(ТЕКСТ ДОКУМЕНТА)
============================================================
Не бояться вызова к доске, а затем и вызовов времени, жить без страха совершить ошибку – таково правило и.о. министра просвещения, науки и по делам молодежи КБР Анзора Езаова.
– Анзор Клишбиевич, возможно ли одновременно быть чиновником и свободным человеком?
– Свобода – это внутреннее ощущение. Мыслить самостоятельно, выбирать, принимать решение. Без этой внутренней свободы человек лишен индивидуальности, потому несвободный человек – плохой чиновник.
А если говорить лишь о частой нехватке свободного времени у чиновника, да и не только у них, то это не показатель «несвободности». Да, есть ограничения в плане ответственности за свои слова, особенно публичные. Нам приходится больше осторожничать в делах и поступках. Но у меня лично нет замыкания на должности – в быту, в кругу друзей я такой же, каким был до министерства. Я по-прежнему вожу своих детей в садик, забираю, если находится время. Ограничения внешние есть, но в выборе собственного пути, решений, как быть, как жить, ничего не меняется. Если же придется выбирать между должностью и правом решать так, как считаю нужным, я выберу второе. Если на пути что-то будет противоречить моим внутренним убеждениям, ценностям, значит, надо менять направление, не теряя из виду цель.
============================================================
(ПОСТАВЛЕННАЯ ЗАДАЧА 1) Воспроизведите без изменений отрывок интервью между словами «Не бояться вызова» и «КБР Анзора Езаова.», включая их.

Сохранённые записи
============================================================
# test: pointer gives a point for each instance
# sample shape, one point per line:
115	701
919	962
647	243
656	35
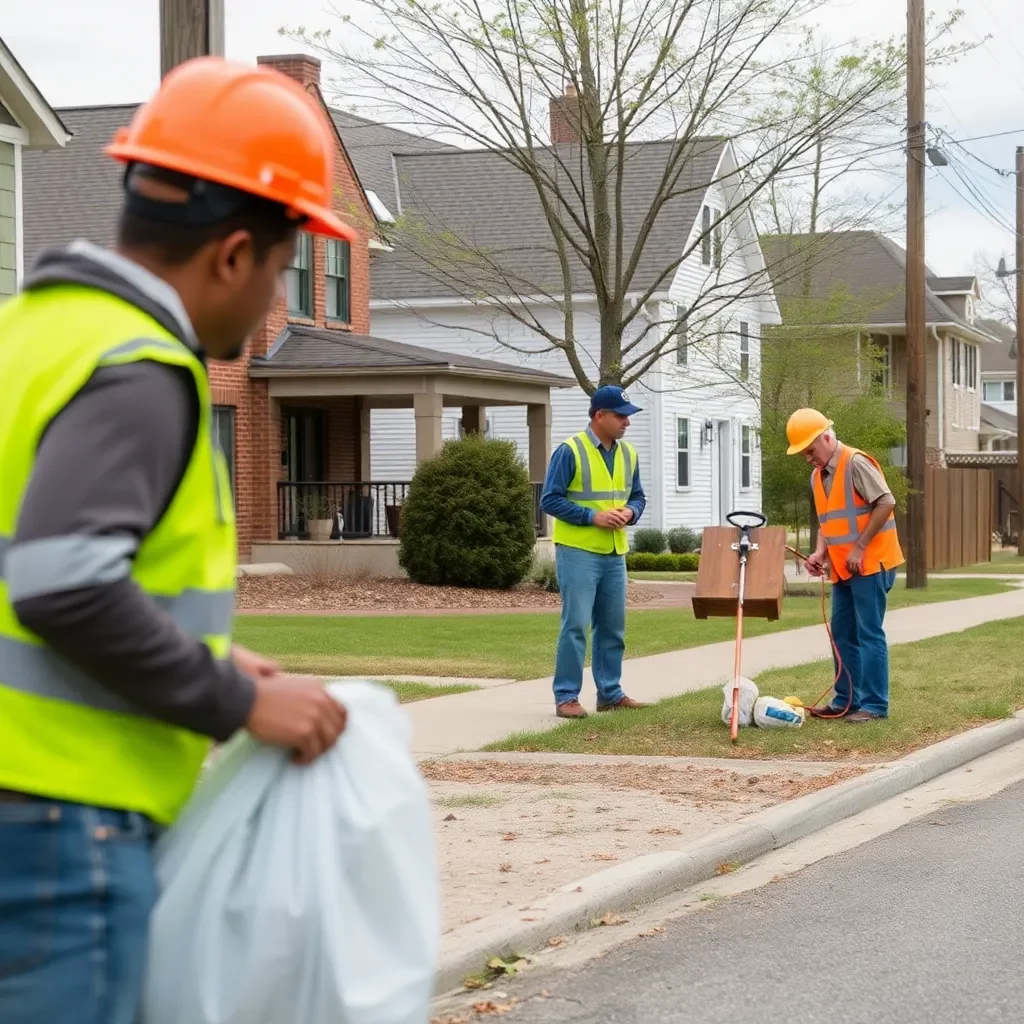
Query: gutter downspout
============================================================
(ПОСТАВЛЕННАЯ ЗАДАЧА 2) Пожалуйста, соберите и перепишите все строки листинга, в которых встречается слово «point».

(ОТВЕТ НА ЗАДАНИЕ 1)
Не бояться вызова к доске, а затем и вызовов времени, жить без страха совершить ошибку – таково правило и.о. министра просвещения, науки и по делам молодежи КБР Анзора Езаова.

(ОТВЕТ НА ЗАДАНИЕ 2)
# test: pointer gives a point for each instance
# sample shape, one point per line:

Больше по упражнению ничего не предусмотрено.